BEGIN SUPPLIED TEXT

Since fucosylation is solely catalyzed by FUT8, it seems that S protein fucosylation deprives IgG from using such type of glycosylation, describing thus an additional mechanism of SARS-CoV-2 attack. When S protein is provided to the organism as a nucleic acid vaccine, such mechanisms cannot be excluded, and could therefore account for some side-effects of these vaccines (Fig. 1).

Spike protein ACE2 receptor

Another important reason for considering that S protein is not the right target for vaccine development is its engagement with ACE2 receptor. Such interaction exhausts ACE2 from the organism and disregulates the renin-angiotensin system leading to reduced cardioprotection, increased lung injury, contributing to atherosclerosis, hypertension, heart failure, chronic kidney disease [8], while also affecting the vasoprotective arm of the rennin-angiotensin-aldosterone system (RAAS) as well as the endocrine stress system, including the hypothalamic–pituitaryadrenal (HPA) axis (Fig. 1) [9]. ACE2 is a zinc metalloprotease that is expressed in the respiratory tract, lung, ileum, bladder, esophagus, heart, kidney, hypothalamus, pituitary and adrenal and controls the generation of the angiotensin 1–7 from angiotensin II, as well as angiotensin 1–9 from angiotensin I, which is thereafter also converted to angiotensin 1–7 by ACE1. The yin/yong relationship of ACE1 and ACE2 keeps the equilibrium in the renin-angiotensin signaling. ACE1 generates angiotensin II and signaling by the angiotensin (AT)1 and AT2 receptors, while ACE2 generates angiotensin 1–7 whose receptor (MAS) opposes responses mediated by AT1. AT1 overexpression is related to all pathologic conditions mentioned above. Indeed, ACE2, angiotensin 1–7 and MAS receptor constitute the vasoprotective arm of the RAAS, whose extensive activation leads to arterial hypertension and immune-metabolic disorders. Furthermore, ACE2 is also related to stress response and anxiety through the control of corticosterone and proopiomelanocortin expression in plasma and pituitary, respectively. The involvement of ACE2 in the HPA axis correlates with the elevated stress levels of SARS infected individuals [9]. Although HPA dysfunction was recovered one year after infection, psychiatric morbidities and chronic fatigue persisted and continued to be clinically significant up to at least 4 years after the SARS outbreak [9]. Such observations are not yet available for SARS-CoV-2 infected individuals.

END SUPPLIED TEXT

#### ACTIONS TO TAKE:
1. What kind of enzyme does the passage on the spike protein and ACE2 say ACE2 is?
2. Extend the passage on the spike protein and ACE2, picking up after its final sentence.
The material after this point is separate from the passage on the spike protein and ACE2.

BEGIN DATASET RECORDS

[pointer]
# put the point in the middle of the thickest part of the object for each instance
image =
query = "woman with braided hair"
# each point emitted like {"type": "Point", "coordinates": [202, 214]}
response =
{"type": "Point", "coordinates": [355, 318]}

END DATASET RECORDS

#### ANSWERS TO THE PROBLEMS:
1. A zinc metalloprotease.

2.
Spike protein in coagulation

Finally, the S1 subunit of the S protein itself seems to induce fibrinogen resistance to fibrinolysis contributing thus to hypercoagulation in COVID-19 patients [10] (Fig. 1). Using scanning electron and fluorescence microscopy as well as mass spectrometry, it was shown that S1 subunit induces structural changes to β and γ fibrinogen, complement 3, and prothrombin, which become resistant to trypsinization. Such property of the S1 subunit cannot be excluded in the use of S protein-based vaccines.

Conclusion

A number of recent findings highlight the problems that S protein may cause to the organism and discourage its use as target for vaccine development, while also explaining the observed side-effects of S protein-based vaccinations. The large numbers of immunized individuals have provided the opportunity to define the on and off-target toxicity of mRNA and DNA vaccines in a short period of time. The extensive analyses of CD4 and CD8 specificities as well as HLA class I and II susceptibilities in SARS-CoV-2 infected individuals point out additional viral targets, which will also need to be extensively tested.

Funding

This research did not receive any specific grant from funding agencies in the public, commercial, or not-for-profit sectors.

CRediT authorship contribution statement

Tania Antonopoulou: Conceptualization. Irene Athanassakis: Writing – original draft, Writing – review & editing.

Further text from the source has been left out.